• _LO QUE HAY QUE HACER_:
1. ¿Por qué quiere la otra mujer con familiares secuestrados que la gente de Gaza tenga paz y una vida digna? Contesta en una o dos oraciones, según el texto sobre los rehenes.
2. Copia sin cambios un fragmento del texto sobre los rehenes. Empieza en las palabras "Es lunes de" y termina después de "7 de octubre.".

Un grupo de israelíes teme a diario por su vida: los rehenes que están desde el 7 de octubre de 2023 en manos de Hamás. Habla la madre de uno de los 24 que se presumen con vida (todavía no volvieron 59). Extraña escuchar su voz, ver la cama revuelta, no puede con la incertidumbre.

Habla otra mujer con familiares en manos de terroristas. Dice que 59 no es un número, son historias. Aclara que lo que se ve en las calles no son pósteres, que hay que hacerlos realidad. Quiere que la gente en Gaza tenga paz y una vida digna porque ellos también son rehenes de la situación.

Es lunes de tarde en hora pico en Tel Aviv. Cincuenta personas cortan la calle para protestar. El reclamo es uno: “Los queremos a todos de vuelta ya”. En la Plaza de los Rehenes un hombre toca algo triste en un piano, una pantalla cuenta días, horas, minutos y segundos desde el 7 de octubre.

Entre los familiares de los rehenes y el gobierno hay un abismo. Ellos hablan de los secuestrados. Los otros, de distintos enfrentamientos. Mientras una parte del mundo se escandaliza por la devastación de Gaza, el gobierno se considera en la primera línea de una guerra contra radicales islamistas que quieren destruir Israel, hacer de Europa un Estado Islámico, para luego ir por Estados Unidos y América Latina.

La idea de Trump para Gaza, de que se convierta en un Dubái sobre el Mediterráneo, no la ven tan descabellada. Si hubiera países dispuestos a recibir a gazatíes, la mitad se querría ir. Necesitan primero eliminar a Hamás y hacer posible que un porcentaje no menor deje la Franja. Es una cuestión de números. En un territorio pobre, con menos gente, hay más posibilidades. ¿Qué hacer con los que no se quieran ir? ¿Hasta qué punto está dispuesto a llegar el gobierno? Son preguntas que quedan en el aire, y sumadas a los avances sobre Cisjordania, dejan en entredicho un eventual Estado palestino.

Es jueves y junto a la Franja de Gaza sobrevuelan los aviones de combate. Se escuchan los bombardeos. Se siente la artillería de los tanques. Lo único que se ve en el horizonte es un territorio aplanado, una línea de escombros. Solo escombros. Ver las viviendas quemadas del kibutz Nir Oz, la comunidad más afectada por la masacre terrorista del 7 de octubre, ver los juguetes que quedaron en la puerta de la casa de los Bibas, escuchar a una madre que todavía tiene a dos hijos secuestrados en Gaza, pero que insiste con la paz y que espera que se esté haciendo lo imposible por liberarlos porque si no sería una vergüenza.

• _MATERIAL DE TRABAJO_:
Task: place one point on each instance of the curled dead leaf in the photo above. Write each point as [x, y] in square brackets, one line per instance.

• _RESPUESTAS_:
1. Quiere que la gente de Gaza tenga paz y una vida digna porque, según ella, ellos también son rehenes de la situación.

2.
Es lunes de tarde en hora pico en Tel Aviv. Cincuenta personas cortan la calle para protestar. El reclamo es uno: “Los queremos a todos de vuelta ya”. En la Plaza de los Rehenes un hombre toca algo triste en un piano, una pantalla cuenta días, horas, minutos y segundos desde el 7 de octubre.